• [ASSIGNMENT]
In the excerpt, what shape are bacteria of the genus Fusobacterium said to have?

• [EXTRACT]
FIGURE 6.9 Arrangements of bacilli.
Bacilli can be found in three basic arrangements: A, diplo, in pairs; B, strep(to), in chains; or palisades, lying next to each other along their long sides.

• Diplobacilli are paired rods that remain in pairs after division.

• Streptobacilli fail to separate after they divide and remain in chains of cells.

MEDICAL HIGHLIGHTS

Fusobacterium: Dental Freeloaders

Bacteria of the genus Fusobacterium have a distinct shape—that of a rod with pointed ends or a spindle shape. This is, however, not the only interesting feature about these organisms. Fusobacterium nucleatum is a human pathogen that is typically found in the oral cavity, part of the oral flora that is responsible for plaque formation and tooth decay. One of the unique features about this spindle-shaped bacterium is its ability to adhere to other plaque-forming gram-negative bacteria that have already established a biofilm on the surface of the teeth or mucous membranes. Once added to the existing biofilm, F. nucleatum shares the same environmental advantages that the original builders of the biofilm enjoy and their acidic metabolic by-products contribute to tooth decay and periodontal disease. Although linked primarily with the oral cavity, this pathogen has also been associated with infections in the digestive tract, lungs, and liver.

Bacterial Growth

Growth is an increase in the quantity of cellular material and depends on the ability of the cell to form new protoplasm from available nutrients. Bacterial growth requires a source of energy for protein synthesis and to maintain bacterial metabolism. Bacteria must obtain or synthesize nucleic acids, carbohydrates, and lipids that are used as building blocks of cells. The minimal requirements for growth are a source of carbon and nitrogen, an energy source, water, and a variety of ions and minerals. Oxygen is necessary for some bacteria but can be lethal for many others (see Atmospheric Conditions, later in this chapter).

• [EXTRACTED ENTRIES]
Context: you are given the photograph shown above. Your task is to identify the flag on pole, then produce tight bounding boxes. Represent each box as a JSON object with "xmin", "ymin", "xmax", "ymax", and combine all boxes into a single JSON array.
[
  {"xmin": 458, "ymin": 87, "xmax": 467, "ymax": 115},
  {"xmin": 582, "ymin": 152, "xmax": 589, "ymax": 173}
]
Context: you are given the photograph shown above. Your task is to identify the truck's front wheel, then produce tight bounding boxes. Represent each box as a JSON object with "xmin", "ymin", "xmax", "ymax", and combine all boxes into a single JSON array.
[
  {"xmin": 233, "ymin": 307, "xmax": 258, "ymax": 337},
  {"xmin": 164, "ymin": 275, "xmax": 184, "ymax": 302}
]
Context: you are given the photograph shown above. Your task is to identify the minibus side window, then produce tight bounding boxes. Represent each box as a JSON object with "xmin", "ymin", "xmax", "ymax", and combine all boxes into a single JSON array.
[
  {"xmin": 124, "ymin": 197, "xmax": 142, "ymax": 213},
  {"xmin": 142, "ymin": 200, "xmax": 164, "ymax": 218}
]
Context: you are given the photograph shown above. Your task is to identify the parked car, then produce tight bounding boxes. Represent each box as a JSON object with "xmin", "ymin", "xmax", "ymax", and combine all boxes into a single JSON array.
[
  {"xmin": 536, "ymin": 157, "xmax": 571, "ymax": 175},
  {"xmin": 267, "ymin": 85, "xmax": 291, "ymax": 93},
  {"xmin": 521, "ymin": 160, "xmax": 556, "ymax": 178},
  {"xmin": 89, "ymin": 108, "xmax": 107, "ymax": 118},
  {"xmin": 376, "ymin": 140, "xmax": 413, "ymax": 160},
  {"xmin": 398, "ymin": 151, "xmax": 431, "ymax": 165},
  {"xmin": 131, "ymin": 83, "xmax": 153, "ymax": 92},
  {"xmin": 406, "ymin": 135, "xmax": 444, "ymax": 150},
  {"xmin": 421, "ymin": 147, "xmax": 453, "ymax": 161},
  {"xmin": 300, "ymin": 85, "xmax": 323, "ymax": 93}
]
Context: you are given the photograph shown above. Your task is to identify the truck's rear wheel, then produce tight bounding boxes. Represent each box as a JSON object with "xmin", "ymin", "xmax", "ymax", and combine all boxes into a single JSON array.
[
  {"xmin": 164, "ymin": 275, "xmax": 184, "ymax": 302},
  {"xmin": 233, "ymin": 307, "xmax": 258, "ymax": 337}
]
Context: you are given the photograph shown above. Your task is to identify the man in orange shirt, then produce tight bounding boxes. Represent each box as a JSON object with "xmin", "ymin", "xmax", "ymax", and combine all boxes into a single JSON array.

• [RESPONSE TO THE EXERCISE]
A rod with pointed ends, or a spindle shape.